Supplied records Start Marker
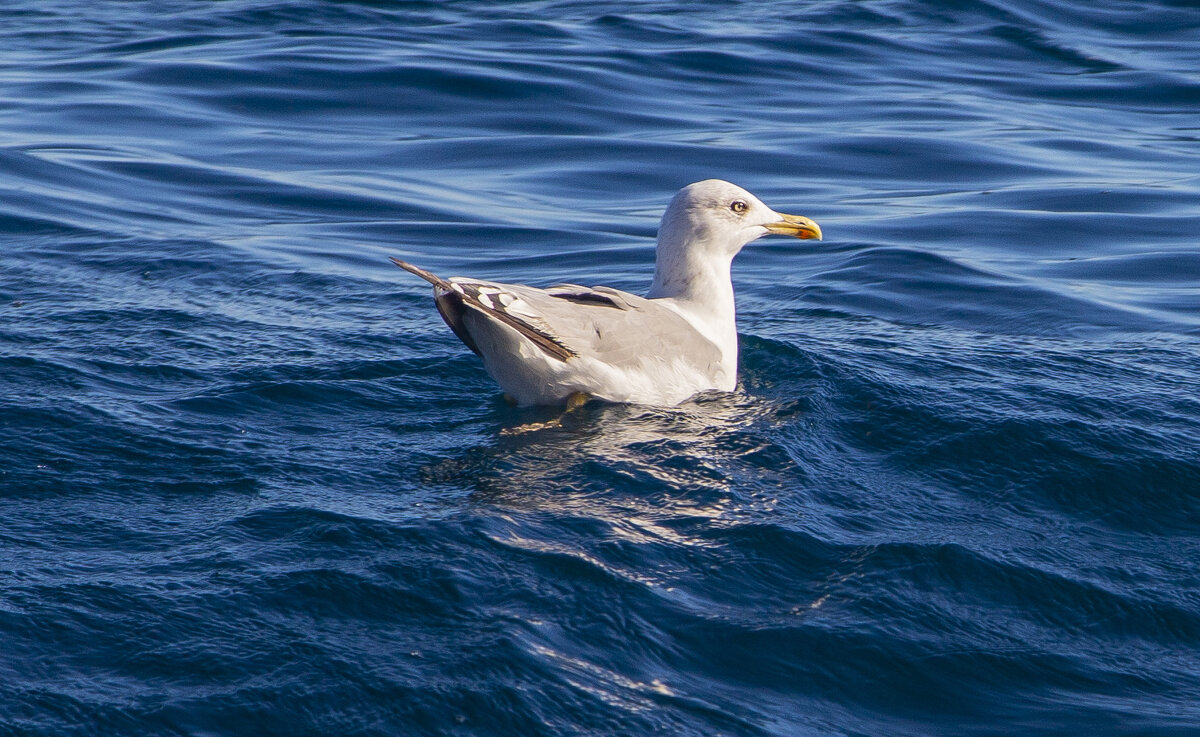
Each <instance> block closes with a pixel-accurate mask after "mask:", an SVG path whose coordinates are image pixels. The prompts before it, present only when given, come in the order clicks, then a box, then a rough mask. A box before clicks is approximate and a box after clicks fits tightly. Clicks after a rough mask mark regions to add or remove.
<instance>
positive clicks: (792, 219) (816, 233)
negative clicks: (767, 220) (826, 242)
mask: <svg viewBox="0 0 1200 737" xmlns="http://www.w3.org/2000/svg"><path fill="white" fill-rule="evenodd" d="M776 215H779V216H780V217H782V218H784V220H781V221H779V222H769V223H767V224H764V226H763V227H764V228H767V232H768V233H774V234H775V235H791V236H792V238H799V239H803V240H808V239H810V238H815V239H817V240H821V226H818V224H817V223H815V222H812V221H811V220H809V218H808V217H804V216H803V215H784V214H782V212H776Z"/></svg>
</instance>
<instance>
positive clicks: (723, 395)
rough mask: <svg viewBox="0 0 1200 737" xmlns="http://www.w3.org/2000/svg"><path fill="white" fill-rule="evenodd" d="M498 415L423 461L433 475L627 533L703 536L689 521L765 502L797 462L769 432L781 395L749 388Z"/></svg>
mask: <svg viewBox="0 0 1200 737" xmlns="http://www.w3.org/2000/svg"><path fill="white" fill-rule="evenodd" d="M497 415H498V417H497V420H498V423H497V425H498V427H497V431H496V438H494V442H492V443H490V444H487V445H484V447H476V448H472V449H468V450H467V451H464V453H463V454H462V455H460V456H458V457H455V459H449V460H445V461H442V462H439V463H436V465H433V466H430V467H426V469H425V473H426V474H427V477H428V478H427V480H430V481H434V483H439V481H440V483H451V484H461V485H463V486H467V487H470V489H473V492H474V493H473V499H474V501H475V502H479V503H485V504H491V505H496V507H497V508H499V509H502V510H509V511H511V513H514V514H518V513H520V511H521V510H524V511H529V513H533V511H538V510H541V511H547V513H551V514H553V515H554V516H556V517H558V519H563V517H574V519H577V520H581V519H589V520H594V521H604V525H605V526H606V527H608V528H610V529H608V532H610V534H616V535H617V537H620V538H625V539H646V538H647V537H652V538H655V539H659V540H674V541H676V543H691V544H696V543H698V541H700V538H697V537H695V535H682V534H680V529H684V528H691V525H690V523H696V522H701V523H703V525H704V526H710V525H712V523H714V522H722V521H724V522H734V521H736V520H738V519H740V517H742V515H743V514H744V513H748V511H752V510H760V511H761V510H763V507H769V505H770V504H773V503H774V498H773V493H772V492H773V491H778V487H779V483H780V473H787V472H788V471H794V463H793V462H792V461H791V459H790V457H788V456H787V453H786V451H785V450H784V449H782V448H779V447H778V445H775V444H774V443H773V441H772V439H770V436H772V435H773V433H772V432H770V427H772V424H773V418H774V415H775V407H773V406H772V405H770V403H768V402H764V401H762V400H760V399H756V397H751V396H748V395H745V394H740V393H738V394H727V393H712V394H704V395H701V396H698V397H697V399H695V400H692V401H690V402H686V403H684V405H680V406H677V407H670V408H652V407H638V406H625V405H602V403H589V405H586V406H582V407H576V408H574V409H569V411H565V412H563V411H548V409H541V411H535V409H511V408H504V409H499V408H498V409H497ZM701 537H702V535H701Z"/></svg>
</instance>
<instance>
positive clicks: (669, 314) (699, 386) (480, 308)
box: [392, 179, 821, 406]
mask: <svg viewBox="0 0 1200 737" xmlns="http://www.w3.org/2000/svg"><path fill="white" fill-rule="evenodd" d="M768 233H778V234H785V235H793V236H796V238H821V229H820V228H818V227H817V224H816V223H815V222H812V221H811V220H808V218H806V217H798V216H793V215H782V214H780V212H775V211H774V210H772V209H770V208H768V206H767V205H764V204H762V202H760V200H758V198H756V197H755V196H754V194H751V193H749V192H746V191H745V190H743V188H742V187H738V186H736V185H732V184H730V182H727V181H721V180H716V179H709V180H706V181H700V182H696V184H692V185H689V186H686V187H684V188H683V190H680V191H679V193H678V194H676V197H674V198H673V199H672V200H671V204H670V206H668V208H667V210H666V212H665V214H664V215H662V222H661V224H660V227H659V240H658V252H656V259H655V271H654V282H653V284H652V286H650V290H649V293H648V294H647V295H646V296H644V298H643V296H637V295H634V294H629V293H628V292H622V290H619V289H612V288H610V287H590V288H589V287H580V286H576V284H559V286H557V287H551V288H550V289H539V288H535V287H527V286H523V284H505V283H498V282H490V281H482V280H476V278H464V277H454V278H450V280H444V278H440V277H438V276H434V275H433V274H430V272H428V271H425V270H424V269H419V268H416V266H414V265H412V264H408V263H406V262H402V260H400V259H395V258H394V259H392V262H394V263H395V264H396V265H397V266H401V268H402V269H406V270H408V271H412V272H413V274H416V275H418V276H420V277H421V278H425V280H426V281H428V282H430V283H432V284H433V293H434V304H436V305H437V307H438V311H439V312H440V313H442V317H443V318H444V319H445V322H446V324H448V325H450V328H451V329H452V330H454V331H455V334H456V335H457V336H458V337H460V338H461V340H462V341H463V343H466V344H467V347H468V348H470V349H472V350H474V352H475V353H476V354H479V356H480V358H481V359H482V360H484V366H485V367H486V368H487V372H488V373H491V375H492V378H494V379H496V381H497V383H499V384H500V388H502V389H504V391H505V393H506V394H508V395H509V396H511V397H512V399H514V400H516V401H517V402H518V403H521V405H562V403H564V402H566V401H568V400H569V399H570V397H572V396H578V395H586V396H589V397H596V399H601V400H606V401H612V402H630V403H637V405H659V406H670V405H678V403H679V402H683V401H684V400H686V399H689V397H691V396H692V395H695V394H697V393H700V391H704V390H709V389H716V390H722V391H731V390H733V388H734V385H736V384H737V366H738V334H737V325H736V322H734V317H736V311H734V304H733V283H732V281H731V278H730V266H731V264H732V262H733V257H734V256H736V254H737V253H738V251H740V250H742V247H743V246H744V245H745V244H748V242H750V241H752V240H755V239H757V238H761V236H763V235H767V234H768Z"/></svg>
Supplied records End Marker
Supplied records Start Marker
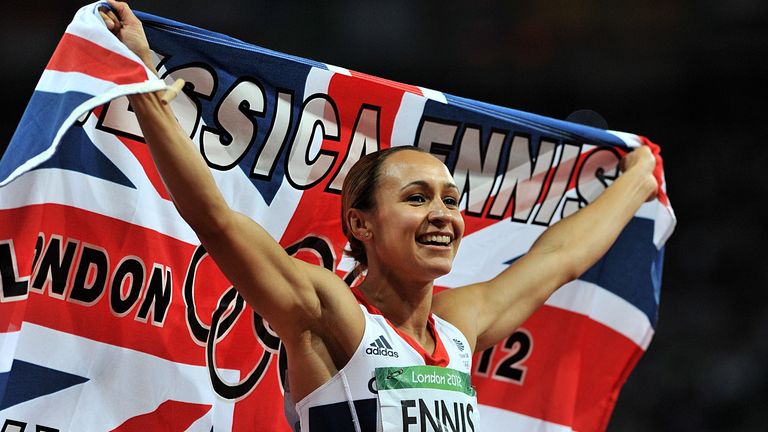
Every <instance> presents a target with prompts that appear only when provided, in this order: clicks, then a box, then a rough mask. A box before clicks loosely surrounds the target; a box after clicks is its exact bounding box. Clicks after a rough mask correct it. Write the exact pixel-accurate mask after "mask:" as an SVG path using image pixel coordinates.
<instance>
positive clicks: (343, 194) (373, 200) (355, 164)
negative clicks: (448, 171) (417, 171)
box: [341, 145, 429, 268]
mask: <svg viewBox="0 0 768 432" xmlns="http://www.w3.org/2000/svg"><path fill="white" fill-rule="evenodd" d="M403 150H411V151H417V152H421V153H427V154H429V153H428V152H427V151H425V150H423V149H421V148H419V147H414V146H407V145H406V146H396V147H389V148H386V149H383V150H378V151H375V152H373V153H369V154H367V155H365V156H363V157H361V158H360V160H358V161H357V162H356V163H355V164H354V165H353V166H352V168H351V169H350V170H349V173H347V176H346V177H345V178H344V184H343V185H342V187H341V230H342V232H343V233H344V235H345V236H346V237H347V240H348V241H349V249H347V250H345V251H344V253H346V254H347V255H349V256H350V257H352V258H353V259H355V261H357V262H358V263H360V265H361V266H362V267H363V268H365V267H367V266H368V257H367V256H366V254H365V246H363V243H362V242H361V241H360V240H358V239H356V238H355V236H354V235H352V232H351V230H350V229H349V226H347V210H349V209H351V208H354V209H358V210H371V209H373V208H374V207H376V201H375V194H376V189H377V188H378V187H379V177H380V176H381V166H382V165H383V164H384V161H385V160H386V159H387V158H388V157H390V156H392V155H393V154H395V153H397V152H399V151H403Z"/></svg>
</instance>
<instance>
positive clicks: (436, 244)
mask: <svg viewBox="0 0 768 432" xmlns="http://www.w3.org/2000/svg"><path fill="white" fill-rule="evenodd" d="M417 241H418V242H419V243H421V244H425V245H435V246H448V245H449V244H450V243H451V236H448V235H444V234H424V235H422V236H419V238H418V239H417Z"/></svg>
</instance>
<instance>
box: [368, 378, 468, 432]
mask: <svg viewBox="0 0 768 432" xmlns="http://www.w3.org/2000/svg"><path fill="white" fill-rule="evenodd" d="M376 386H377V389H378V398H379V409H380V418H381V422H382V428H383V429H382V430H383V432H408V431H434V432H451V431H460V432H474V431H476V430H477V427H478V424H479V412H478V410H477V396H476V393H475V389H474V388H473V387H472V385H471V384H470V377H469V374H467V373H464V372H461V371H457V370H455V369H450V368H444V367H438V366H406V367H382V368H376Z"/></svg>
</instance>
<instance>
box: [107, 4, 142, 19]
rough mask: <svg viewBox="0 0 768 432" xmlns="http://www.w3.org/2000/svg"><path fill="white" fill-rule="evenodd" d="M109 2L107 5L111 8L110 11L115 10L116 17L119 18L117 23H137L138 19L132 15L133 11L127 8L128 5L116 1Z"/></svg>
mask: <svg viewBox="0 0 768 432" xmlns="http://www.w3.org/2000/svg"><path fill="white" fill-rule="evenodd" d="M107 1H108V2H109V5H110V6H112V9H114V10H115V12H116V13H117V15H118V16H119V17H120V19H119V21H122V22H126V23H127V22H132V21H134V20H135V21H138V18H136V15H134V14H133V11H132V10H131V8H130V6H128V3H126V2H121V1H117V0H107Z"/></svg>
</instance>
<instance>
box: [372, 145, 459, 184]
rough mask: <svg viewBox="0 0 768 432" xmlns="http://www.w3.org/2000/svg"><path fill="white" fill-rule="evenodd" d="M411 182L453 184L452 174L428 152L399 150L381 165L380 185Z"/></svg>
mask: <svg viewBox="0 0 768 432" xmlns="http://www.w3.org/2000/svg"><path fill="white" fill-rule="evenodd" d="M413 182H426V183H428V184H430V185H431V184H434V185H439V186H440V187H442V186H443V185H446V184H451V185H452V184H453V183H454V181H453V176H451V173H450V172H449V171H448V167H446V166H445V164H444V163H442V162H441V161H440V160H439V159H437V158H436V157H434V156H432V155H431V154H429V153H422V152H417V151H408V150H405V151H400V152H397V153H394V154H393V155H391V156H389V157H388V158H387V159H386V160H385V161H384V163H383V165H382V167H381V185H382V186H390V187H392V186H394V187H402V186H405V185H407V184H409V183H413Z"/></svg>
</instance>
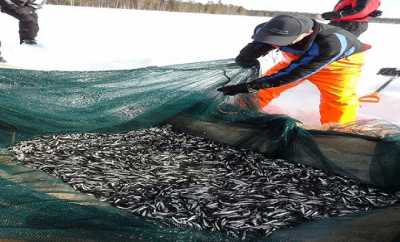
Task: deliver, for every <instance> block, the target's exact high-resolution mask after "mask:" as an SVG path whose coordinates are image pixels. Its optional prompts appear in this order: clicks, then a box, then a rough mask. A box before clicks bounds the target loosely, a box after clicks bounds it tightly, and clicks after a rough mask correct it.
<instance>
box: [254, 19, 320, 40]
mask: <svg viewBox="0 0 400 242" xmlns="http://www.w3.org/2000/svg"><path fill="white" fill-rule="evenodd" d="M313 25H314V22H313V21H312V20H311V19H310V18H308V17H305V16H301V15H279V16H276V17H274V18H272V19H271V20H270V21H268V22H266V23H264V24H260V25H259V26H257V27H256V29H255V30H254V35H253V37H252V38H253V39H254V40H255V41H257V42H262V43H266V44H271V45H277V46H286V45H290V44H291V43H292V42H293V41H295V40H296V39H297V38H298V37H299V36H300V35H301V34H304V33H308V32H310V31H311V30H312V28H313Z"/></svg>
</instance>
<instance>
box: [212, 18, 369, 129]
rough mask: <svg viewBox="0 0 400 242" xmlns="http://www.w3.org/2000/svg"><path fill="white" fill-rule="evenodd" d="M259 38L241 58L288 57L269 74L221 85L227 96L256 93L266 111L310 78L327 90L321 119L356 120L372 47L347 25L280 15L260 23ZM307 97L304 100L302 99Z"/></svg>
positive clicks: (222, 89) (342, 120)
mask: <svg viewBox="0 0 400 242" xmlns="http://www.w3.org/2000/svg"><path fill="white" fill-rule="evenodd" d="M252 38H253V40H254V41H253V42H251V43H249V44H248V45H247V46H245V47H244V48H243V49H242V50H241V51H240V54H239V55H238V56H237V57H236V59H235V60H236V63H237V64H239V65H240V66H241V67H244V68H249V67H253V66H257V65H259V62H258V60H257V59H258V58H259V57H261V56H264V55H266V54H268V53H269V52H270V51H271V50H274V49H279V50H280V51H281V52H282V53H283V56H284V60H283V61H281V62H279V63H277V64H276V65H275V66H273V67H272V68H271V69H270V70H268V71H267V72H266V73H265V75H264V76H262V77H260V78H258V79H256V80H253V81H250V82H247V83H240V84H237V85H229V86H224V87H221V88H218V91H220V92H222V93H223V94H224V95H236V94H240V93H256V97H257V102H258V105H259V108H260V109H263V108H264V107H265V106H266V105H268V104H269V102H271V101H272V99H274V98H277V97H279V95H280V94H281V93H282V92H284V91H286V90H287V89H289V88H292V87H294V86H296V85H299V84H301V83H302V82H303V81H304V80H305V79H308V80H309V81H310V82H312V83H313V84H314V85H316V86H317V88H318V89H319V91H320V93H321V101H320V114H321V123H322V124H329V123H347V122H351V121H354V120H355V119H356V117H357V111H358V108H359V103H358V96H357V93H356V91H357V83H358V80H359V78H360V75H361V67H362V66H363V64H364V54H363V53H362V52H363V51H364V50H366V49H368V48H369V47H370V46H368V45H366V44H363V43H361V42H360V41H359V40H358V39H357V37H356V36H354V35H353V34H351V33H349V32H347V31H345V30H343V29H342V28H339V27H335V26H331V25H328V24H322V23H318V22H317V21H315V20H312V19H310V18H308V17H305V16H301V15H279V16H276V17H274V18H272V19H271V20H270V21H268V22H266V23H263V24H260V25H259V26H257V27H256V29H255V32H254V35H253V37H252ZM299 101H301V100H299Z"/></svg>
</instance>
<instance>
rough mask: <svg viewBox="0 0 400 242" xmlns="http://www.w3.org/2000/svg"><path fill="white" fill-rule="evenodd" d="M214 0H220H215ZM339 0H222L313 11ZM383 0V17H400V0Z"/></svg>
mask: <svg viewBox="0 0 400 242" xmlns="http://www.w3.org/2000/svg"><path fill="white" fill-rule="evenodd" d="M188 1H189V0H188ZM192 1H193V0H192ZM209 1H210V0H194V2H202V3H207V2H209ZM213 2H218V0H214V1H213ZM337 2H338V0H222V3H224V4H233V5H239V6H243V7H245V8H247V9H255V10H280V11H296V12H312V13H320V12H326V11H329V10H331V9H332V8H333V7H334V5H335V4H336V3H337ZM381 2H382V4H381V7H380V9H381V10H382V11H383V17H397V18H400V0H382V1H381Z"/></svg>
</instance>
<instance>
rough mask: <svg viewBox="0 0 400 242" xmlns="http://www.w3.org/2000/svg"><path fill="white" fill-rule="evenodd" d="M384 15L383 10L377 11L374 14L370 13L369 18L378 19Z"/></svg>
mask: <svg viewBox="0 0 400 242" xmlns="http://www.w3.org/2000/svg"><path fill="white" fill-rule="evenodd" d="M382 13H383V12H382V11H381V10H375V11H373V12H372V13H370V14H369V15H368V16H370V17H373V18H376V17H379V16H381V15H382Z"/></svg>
Supplied records End Marker
# What to do
Starting at the line containing "Every <instance> presents" and ending at the line containing "box: [341, 145, 429, 268]", write those lines out again with "negative" swapped for "excluded" and nothing else changed.

# Response below
Every <instance> presents a target with prompts that appear only when provided, in this order: clicks, then a box, then a rough mask. A box before clicks loosely surrounds the target; a box after clicks is its exact bounding box. Clicks after a rough mask correct it. Write the exact pixel-accurate mask after "mask:" as an SVG path using image pixel coordinates.
<instance>
positive clicks: (343, 194) (373, 200) (355, 164)
excluded clicks: (448, 171) (417, 171)
box: [341, 145, 429, 268]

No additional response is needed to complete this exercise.